**Aim**
Please pull out every line of the records below that contains the string "cluster", matching case exactly.

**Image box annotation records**

···

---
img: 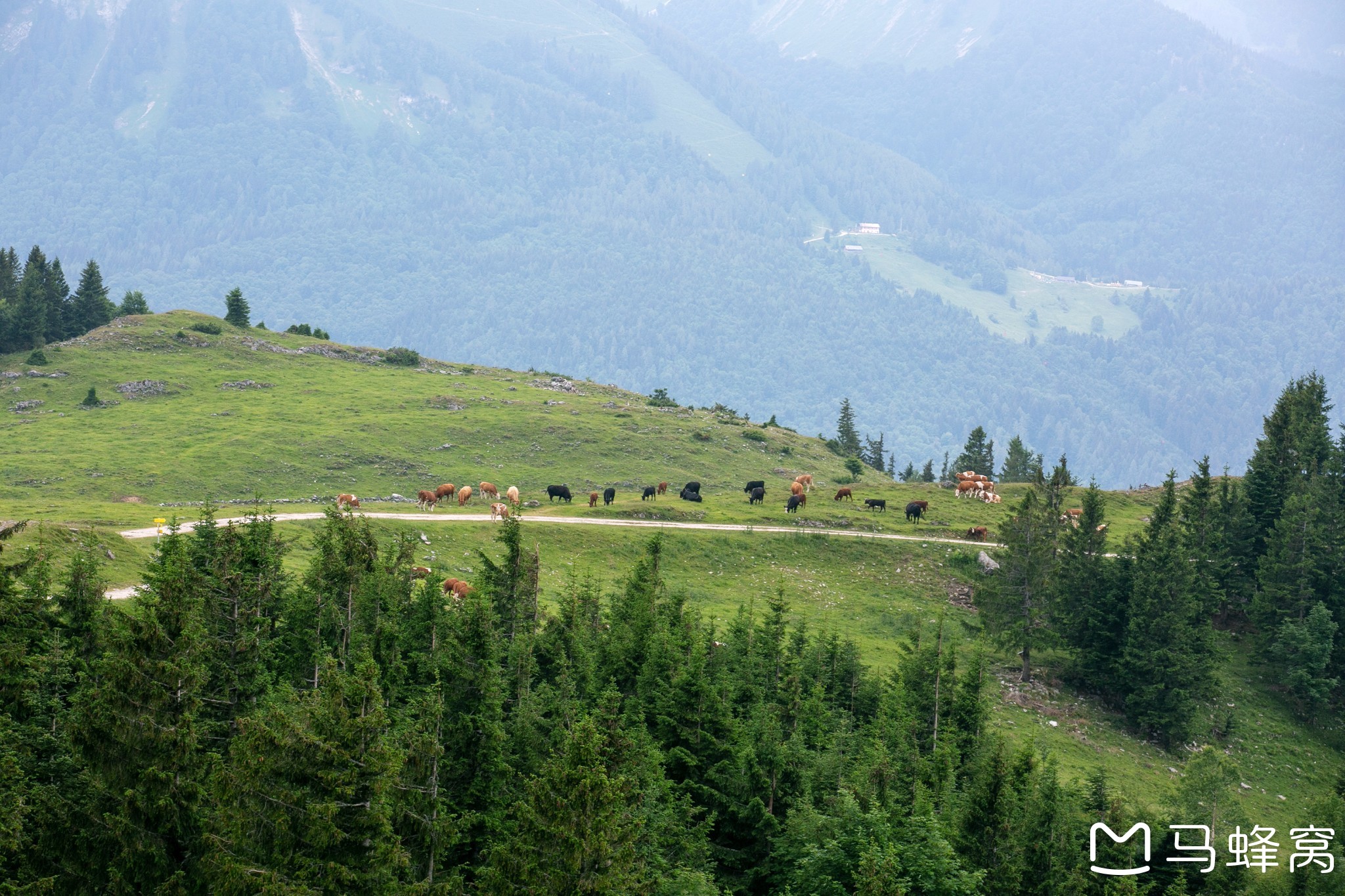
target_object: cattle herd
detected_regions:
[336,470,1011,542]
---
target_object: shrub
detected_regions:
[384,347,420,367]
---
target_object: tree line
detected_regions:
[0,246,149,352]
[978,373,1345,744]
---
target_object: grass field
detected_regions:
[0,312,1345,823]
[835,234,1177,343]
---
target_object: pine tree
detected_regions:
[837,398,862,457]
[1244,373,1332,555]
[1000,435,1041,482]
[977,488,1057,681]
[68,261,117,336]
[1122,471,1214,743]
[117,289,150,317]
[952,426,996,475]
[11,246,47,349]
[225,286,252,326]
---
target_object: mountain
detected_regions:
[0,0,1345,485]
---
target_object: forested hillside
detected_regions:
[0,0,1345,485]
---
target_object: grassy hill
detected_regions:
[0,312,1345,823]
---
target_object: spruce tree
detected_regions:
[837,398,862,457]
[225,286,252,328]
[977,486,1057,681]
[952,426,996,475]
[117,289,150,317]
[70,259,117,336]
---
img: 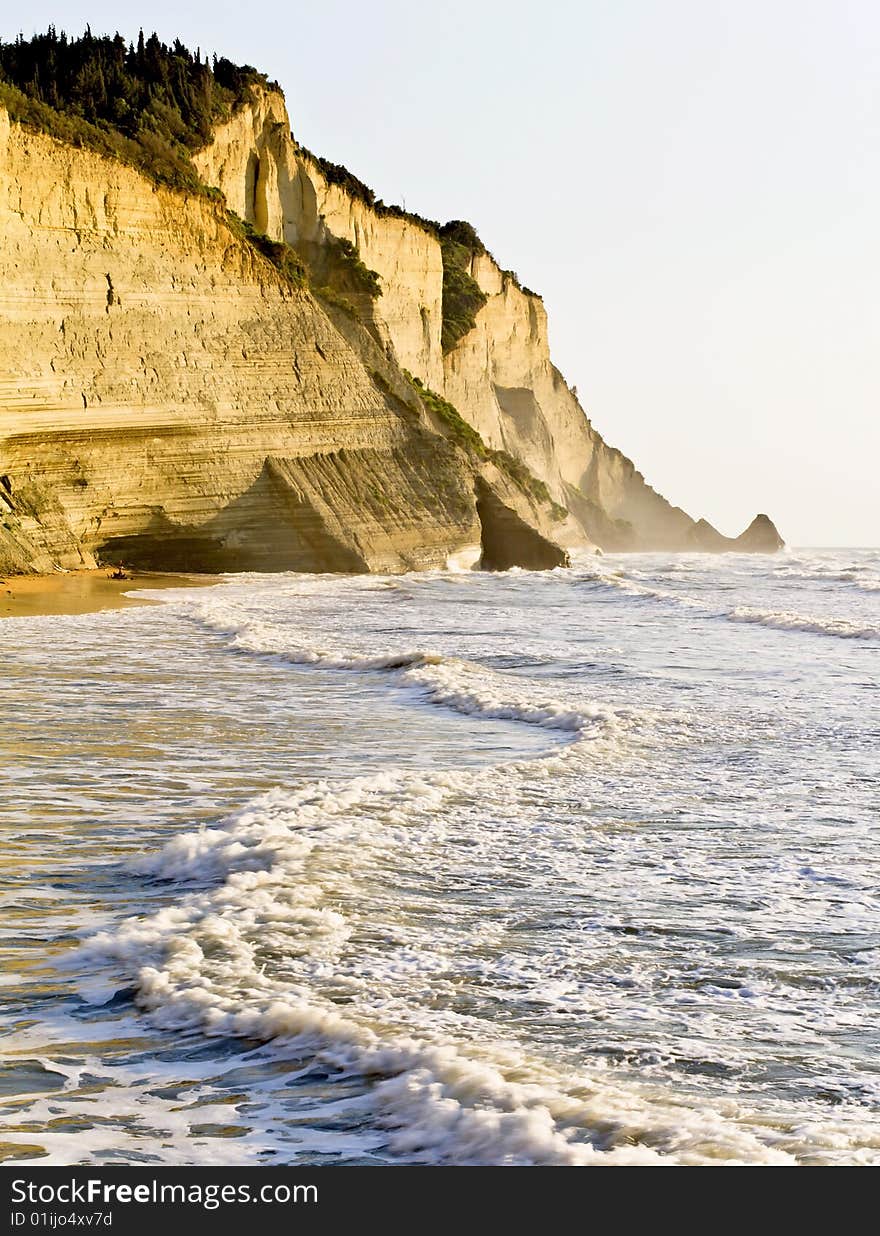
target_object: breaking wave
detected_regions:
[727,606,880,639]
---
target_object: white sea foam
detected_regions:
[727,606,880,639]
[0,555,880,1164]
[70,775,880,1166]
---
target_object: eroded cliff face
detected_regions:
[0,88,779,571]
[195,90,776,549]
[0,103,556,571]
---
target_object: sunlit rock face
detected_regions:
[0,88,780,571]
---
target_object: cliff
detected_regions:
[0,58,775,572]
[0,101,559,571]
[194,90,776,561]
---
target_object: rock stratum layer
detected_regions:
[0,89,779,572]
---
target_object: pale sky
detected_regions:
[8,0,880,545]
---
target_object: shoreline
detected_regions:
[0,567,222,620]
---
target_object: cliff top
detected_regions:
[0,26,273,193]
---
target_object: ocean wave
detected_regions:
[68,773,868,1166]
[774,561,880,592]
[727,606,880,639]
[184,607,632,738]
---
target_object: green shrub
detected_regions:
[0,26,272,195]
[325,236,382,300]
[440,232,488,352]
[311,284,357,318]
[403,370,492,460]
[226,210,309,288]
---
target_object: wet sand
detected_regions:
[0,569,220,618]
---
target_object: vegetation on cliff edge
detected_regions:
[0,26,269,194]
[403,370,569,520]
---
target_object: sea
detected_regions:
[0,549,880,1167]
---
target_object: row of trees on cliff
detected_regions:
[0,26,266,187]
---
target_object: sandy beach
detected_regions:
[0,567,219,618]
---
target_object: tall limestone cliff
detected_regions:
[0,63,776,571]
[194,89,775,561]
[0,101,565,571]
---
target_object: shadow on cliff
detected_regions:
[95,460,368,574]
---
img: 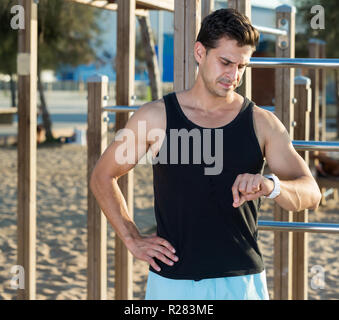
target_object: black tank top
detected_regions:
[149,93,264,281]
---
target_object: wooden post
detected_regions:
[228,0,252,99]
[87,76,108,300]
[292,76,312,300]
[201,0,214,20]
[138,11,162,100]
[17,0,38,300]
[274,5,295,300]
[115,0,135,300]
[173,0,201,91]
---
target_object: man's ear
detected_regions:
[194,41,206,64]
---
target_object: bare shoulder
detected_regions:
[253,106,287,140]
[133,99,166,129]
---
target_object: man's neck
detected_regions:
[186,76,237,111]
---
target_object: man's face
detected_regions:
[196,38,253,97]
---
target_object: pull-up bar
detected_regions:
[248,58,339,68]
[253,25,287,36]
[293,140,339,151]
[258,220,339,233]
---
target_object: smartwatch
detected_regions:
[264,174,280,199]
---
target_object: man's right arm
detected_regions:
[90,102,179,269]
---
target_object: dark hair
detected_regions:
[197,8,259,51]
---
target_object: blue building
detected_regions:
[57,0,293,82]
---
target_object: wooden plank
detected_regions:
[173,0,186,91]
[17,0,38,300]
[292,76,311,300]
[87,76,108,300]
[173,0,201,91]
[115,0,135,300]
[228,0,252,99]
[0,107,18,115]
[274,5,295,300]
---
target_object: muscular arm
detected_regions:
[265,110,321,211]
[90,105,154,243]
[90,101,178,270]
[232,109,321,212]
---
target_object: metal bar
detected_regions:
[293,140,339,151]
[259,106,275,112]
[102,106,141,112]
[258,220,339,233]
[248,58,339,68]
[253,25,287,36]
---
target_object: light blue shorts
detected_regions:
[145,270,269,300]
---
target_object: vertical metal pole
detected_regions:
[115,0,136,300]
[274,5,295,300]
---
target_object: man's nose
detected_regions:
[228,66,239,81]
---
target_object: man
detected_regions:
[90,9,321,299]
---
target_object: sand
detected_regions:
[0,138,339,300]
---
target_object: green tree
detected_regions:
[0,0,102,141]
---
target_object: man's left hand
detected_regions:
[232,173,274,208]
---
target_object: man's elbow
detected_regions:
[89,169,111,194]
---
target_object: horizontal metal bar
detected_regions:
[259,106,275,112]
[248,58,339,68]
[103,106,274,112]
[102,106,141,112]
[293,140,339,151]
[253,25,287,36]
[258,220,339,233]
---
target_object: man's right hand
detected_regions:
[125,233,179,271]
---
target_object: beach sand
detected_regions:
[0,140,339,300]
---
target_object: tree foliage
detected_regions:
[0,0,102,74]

···

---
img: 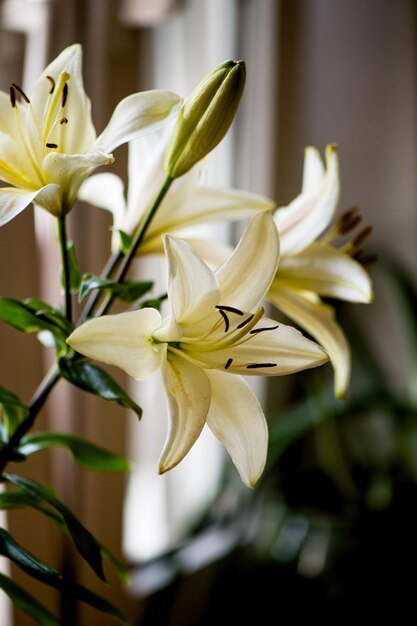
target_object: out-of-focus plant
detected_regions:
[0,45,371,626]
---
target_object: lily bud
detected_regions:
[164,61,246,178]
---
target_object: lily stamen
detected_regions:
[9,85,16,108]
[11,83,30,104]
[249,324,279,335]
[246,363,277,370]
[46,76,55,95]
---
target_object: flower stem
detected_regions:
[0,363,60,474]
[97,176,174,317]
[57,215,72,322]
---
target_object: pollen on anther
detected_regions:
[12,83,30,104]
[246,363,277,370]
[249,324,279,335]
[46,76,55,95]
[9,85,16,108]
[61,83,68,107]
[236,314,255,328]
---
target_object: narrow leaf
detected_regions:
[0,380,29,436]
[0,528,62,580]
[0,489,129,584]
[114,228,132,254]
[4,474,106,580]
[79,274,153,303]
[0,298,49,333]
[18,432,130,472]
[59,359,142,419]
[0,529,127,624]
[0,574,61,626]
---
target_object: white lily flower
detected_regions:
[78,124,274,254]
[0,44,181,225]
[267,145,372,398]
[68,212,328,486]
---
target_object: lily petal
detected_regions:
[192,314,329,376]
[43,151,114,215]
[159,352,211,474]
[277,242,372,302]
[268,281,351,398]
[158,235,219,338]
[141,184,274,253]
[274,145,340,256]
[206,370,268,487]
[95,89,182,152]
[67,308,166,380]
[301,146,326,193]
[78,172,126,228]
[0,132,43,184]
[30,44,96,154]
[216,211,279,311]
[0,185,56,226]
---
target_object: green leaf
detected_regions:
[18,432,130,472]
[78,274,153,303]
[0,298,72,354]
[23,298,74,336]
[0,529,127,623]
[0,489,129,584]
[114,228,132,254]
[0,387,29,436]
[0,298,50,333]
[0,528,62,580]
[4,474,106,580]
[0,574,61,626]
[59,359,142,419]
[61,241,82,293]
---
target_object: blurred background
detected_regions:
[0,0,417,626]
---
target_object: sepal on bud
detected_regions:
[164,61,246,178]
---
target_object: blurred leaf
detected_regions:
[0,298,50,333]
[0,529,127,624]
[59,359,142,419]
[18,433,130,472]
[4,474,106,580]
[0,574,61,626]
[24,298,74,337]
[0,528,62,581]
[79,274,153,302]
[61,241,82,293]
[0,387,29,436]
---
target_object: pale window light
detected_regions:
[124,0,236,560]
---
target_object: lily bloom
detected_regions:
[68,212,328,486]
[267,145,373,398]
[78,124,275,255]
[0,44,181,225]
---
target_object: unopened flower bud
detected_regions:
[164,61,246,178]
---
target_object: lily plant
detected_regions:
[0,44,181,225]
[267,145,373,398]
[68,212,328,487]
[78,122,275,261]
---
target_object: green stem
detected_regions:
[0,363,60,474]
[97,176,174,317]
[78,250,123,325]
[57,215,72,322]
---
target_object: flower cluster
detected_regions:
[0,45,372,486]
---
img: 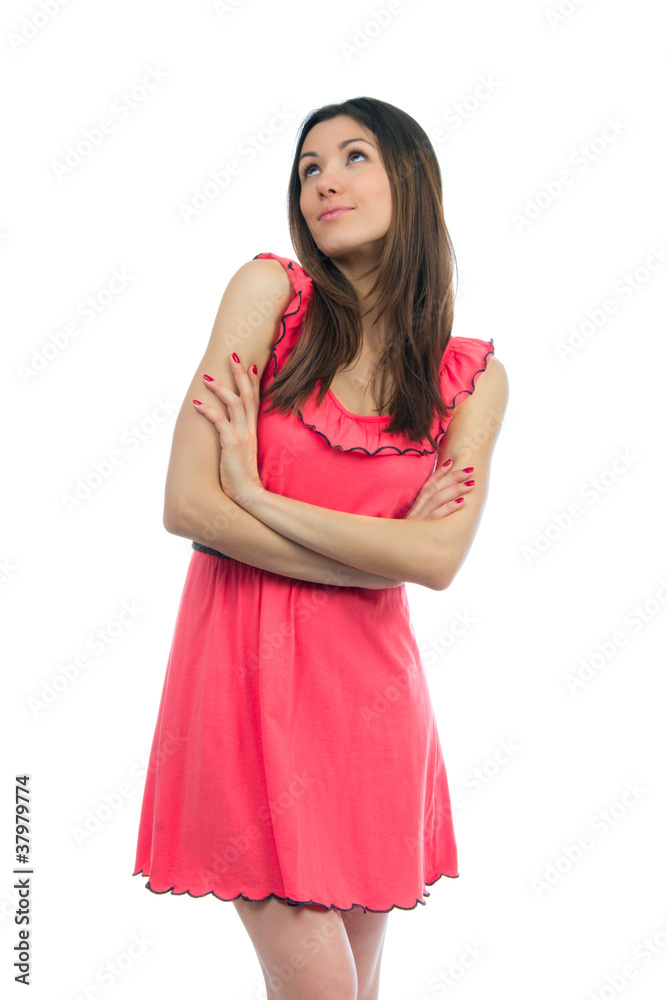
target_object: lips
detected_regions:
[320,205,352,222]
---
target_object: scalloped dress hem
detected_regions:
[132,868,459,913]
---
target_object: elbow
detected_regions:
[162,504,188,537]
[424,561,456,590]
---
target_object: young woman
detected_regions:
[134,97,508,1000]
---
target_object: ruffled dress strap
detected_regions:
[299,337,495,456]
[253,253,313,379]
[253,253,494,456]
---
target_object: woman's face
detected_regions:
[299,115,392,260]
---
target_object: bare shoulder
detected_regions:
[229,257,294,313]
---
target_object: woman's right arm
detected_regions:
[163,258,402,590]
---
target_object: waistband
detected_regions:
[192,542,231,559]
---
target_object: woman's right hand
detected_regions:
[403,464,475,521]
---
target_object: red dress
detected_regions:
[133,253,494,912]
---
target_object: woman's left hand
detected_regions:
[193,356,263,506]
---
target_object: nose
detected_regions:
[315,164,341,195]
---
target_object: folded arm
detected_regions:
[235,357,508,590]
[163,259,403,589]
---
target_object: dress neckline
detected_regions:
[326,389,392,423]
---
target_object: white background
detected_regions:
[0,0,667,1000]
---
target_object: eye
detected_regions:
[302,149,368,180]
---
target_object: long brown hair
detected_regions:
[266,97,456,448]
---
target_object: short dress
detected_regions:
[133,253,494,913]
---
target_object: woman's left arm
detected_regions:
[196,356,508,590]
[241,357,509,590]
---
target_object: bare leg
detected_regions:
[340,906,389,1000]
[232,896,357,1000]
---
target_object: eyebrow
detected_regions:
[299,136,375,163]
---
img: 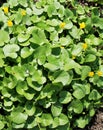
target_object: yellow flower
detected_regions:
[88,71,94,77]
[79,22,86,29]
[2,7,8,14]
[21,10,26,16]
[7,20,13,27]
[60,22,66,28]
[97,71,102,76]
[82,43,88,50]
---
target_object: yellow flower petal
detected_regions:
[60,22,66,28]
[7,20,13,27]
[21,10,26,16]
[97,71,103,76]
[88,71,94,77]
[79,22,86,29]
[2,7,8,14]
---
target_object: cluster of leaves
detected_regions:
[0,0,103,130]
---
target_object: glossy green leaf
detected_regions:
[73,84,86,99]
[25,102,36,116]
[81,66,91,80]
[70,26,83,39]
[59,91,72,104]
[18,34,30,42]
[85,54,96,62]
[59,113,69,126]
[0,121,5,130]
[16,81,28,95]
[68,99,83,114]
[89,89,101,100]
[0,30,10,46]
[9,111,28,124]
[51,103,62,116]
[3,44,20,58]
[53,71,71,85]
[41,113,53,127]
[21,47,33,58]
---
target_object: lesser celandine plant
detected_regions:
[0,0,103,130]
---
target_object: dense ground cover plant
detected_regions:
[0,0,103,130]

···

**Solution to the exercise**
target_object: flower cluster
target_object: cluster of leaves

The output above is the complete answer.